§ Extract provided:
- - - -

The recipient was "Medical Inspector George Henry Cooke, U.S. Navy." The cover was addressed in care of the Navy pay agent aboard the cruiser USS Baltimore.
There were lots of clues here. I began by searching the Internet for George Henry Cooke.
After just a couple of clicks, I arrived at the Naval Historical Center's web site and was reading about the USS Baltimore.
The pertinent part of its history is that the vessel, launched Oct. 6, 1888, became the flagship of the North Atlantic Squadron May 24, 1890. After cruising in European and Mediterranean waters, the USS Baltimore was sent to Valparaiso, Chile, to protect American citizens during the Chilean revolution. The cruiser returned to Mare Island Navy Yard in Vallejo, Calif., on Jan. 5, 1892, the day before this letter was mailed.
George Henry Cooke, born in Philadelphia in 1836, attended Philadelphia Medical College. He became a Navy assistant surgeon in 1862, surgeon in 1870, medical inspector in 1888 and medical director in 1895, retiring in 1898.
Even though he had been retired for some time, in 1906 he was advanced to the rank of rear admiral based upon his services during the Civil War. He died in 1924.
It is interesting that there is an article written by Cooke available online at www.rongorongo.org/cooke/791.html.

- - - -

§ Excerpted records:

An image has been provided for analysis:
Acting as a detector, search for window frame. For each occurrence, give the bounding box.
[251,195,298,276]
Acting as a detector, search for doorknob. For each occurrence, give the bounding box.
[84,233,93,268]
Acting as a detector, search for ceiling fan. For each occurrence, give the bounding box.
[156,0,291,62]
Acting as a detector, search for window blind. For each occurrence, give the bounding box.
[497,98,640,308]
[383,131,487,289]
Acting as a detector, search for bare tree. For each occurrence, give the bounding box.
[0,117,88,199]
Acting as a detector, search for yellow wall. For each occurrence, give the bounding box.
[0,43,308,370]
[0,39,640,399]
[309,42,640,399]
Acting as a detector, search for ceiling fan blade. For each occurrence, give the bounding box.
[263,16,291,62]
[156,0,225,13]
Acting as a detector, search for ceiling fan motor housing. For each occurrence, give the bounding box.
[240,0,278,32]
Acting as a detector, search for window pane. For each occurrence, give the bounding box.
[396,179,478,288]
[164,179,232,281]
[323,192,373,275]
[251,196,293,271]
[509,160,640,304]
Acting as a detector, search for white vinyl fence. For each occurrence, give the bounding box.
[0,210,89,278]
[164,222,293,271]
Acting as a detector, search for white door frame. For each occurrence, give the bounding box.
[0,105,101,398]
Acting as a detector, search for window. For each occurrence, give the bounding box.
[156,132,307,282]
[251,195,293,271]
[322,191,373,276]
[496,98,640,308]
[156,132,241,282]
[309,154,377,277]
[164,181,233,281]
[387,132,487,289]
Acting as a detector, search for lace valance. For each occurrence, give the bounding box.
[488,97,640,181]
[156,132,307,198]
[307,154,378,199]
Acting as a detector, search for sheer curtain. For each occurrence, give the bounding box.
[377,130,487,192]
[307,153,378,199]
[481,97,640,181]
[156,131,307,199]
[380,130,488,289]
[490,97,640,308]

- - - -

§ Your instructions: Reproduce verbatim the part of the passage about George Henry Cooke between "After just a" and "letter was mailed.", inclusive. The data has no connection to the passage about George Henry Cooke.

§ Task answer:
After just a couple of clicks, I arrived at the Naval Historical Center's web site and was reading about the USS Baltimore.
The pertinent part of its history is that the vessel, launched Oct. 6, 1888, became the flagship of the North Atlantic Squadron May 24, 1890. After cruising in European and Mediterranean waters, the USS Baltimore was sent to Valparaiso, Chile, to protect American citizens during the Chilean revolution. The cruiser returned to Mare Island Navy Yard in Vallejo, Calif., on Jan. 5, 1892, the day before this letter was mailed.